Exercise:
Every record that follows must be returned word for word.

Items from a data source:
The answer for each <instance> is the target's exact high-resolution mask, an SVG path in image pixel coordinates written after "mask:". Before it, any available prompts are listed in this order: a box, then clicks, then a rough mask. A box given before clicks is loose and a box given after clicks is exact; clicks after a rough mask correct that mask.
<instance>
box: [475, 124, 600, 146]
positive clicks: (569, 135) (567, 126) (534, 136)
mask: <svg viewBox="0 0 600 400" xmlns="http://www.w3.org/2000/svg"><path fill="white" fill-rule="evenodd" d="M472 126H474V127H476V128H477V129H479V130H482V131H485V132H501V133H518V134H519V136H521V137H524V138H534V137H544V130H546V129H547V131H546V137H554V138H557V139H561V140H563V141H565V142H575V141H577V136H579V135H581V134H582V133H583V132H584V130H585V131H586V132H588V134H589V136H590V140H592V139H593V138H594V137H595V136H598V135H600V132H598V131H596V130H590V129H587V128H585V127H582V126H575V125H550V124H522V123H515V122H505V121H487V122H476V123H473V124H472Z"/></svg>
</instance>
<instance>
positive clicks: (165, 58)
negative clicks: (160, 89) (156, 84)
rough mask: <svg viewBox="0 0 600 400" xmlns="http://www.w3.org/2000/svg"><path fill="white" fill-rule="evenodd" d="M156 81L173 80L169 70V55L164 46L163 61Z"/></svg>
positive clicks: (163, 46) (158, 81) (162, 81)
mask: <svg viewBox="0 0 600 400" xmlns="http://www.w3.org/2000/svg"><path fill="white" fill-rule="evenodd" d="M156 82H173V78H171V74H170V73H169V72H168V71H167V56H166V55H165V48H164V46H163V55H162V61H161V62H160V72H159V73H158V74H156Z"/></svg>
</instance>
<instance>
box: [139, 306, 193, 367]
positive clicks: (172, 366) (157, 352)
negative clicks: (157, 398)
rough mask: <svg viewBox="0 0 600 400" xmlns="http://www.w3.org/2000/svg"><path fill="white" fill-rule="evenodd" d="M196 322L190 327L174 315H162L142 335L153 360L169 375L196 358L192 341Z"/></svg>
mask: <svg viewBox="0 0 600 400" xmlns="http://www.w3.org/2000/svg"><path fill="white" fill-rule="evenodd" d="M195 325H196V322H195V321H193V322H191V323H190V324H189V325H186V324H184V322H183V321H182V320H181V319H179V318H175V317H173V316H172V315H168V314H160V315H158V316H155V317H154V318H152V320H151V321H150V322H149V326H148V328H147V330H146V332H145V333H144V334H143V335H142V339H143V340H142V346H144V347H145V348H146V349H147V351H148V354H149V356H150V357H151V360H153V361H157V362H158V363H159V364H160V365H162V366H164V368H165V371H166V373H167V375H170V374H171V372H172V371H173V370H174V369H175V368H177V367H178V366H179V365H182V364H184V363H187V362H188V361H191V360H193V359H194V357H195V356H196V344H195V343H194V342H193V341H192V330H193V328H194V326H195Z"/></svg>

Task output:
The answer for each <instance> is the target's exact high-resolution mask, an SVG path in image pixel coordinates written after "mask:". Before it, any available prompts are listed in this order: a box, then clicks, then a rough mask. A box given before clicks is loose and a box given after clicks is exact; clicks after a rough mask correct that mask.
<instance>
box: [475, 124, 600, 146]
positive clicks: (569, 135) (567, 126) (534, 136)
mask: <svg viewBox="0 0 600 400" xmlns="http://www.w3.org/2000/svg"><path fill="white" fill-rule="evenodd" d="M472 126H474V127H476V128H477V129H479V130H482V131H485V132H501V133H518V134H519V136H521V137H524V138H534V137H544V130H546V129H547V131H546V137H554V138H557V139H561V140H563V141H565V142H575V141H577V136H579V135H581V134H582V133H583V132H584V130H585V131H586V132H588V134H589V136H590V140H592V139H593V138H594V137H595V136H598V135H600V132H598V131H596V130H590V129H587V128H585V127H582V126H575V125H550V124H522V123H515V122H505V121H487V122H476V123H473V124H472Z"/></svg>
</instance>
<instance>
positive clicks: (165, 58)
negative clicks: (160, 89) (156, 84)
rough mask: <svg viewBox="0 0 600 400" xmlns="http://www.w3.org/2000/svg"><path fill="white" fill-rule="evenodd" d="M156 81L173 80L169 70V55L164 46L163 61Z"/></svg>
positive clicks: (163, 46) (158, 81) (162, 81)
mask: <svg viewBox="0 0 600 400" xmlns="http://www.w3.org/2000/svg"><path fill="white" fill-rule="evenodd" d="M156 82H173V78H171V74H170V73H169V72H168V71H167V56H166V55H165V48H164V46H163V55H162V61H161V62H160V72H159V73H158V74H156Z"/></svg>
</instance>
<instance>
box: [139, 306, 193, 367]
positive clicks: (172, 366) (157, 352)
negative clicks: (157, 398)
rough mask: <svg viewBox="0 0 600 400" xmlns="http://www.w3.org/2000/svg"><path fill="white" fill-rule="evenodd" d="M196 322L190 327L174 315H162L142 335L153 360L169 375L196 358L192 341Z"/></svg>
mask: <svg viewBox="0 0 600 400" xmlns="http://www.w3.org/2000/svg"><path fill="white" fill-rule="evenodd" d="M195 325H196V322H195V321H193V322H191V323H190V324H189V325H186V324H184V322H183V321H182V320H181V319H179V318H175V317H173V316H172V315H168V314H160V315H158V316H155V317H154V318H152V320H151V321H150V322H149V326H148V328H147V330H146V332H145V333H144V334H143V335H142V339H143V340H142V346H144V347H145V348H146V349H147V351H148V354H149V356H150V357H151V360H153V361H157V362H158V363H159V364H160V365H162V366H164V368H165V371H166V373H167V375H170V374H171V372H172V371H173V370H174V369H175V368H177V367H178V366H179V365H182V364H184V363H187V362H188V361H191V360H193V359H194V357H195V356H196V344H195V343H194V342H193V341H192V330H193V328H194V326H195Z"/></svg>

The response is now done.